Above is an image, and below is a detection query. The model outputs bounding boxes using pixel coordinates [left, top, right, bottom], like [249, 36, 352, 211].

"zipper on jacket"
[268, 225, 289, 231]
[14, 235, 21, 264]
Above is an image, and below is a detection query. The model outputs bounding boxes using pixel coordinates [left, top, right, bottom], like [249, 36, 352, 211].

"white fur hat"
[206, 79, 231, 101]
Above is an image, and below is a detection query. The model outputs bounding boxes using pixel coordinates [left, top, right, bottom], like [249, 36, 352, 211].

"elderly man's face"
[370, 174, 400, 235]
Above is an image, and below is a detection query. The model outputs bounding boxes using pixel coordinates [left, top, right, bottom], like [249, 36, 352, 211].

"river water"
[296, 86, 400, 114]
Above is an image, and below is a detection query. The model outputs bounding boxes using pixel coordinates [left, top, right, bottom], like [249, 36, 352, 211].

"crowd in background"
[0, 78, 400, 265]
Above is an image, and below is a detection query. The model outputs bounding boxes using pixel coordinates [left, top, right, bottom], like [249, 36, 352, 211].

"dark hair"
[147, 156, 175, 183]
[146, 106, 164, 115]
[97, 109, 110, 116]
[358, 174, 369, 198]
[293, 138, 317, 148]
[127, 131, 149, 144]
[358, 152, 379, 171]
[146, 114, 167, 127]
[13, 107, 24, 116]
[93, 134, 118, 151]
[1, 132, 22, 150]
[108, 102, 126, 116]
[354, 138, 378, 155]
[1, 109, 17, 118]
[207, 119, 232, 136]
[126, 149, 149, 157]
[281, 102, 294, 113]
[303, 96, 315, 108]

+-------+

Exercise ▸ Please render every record above as a two-column CSV with the headers input and output, one row per record. Put the record's text in input and its answer in output, each as a single quoted field with line breaks replaced by spaces.

Response ▸
input,output
"Above is an image, and below is a detection query. The model outputs bounding boxes using pixel coordinates [left, top, right, bottom], like [249, 36, 352, 211]. ""zipper on jacket""","[268, 225, 289, 231] [14, 235, 21, 264]"
"Above is an image, and below is a detection query. The model outputs bounding boxes using pixel coordinates [left, top, right, bottom], like [249, 36, 352, 211]. ""white fur hat""","[206, 79, 231, 101]"
"Above is an image, and below is a detection query. The model outputs bounding boxes using pixel coordinates [left, top, right, bottom], like [249, 36, 352, 211]. ""elderly man's face""","[370, 174, 400, 235]"
"Above is an image, and below is a detection query. The model outputs bounding boxes using pixel coordinates [left, top, right, bottom], like [249, 36, 352, 211]. ""river water""","[296, 86, 400, 114]"
"Above is an image, and below is a detection query. The model outputs bounding boxes using pixel coordinates [left, top, right, bottom], like [249, 36, 352, 211]. ""crowd in background""","[0, 78, 400, 265]"
"Above is an image, and below is a detection query. The model outputs bounding boxes using pixel coordinates [left, top, right, bottom], like [249, 36, 352, 211]. ""dark hair""","[147, 156, 175, 183] [146, 106, 164, 115] [97, 109, 110, 116] [358, 174, 369, 198] [293, 138, 317, 148] [127, 131, 149, 144] [358, 152, 379, 171] [146, 114, 167, 127] [13, 107, 24, 116] [93, 134, 118, 151] [1, 132, 22, 150] [108, 102, 126, 116] [354, 138, 378, 155] [1, 109, 17, 118] [207, 119, 232, 136] [126, 149, 149, 157] [281, 102, 294, 113] [303, 96, 315, 108]"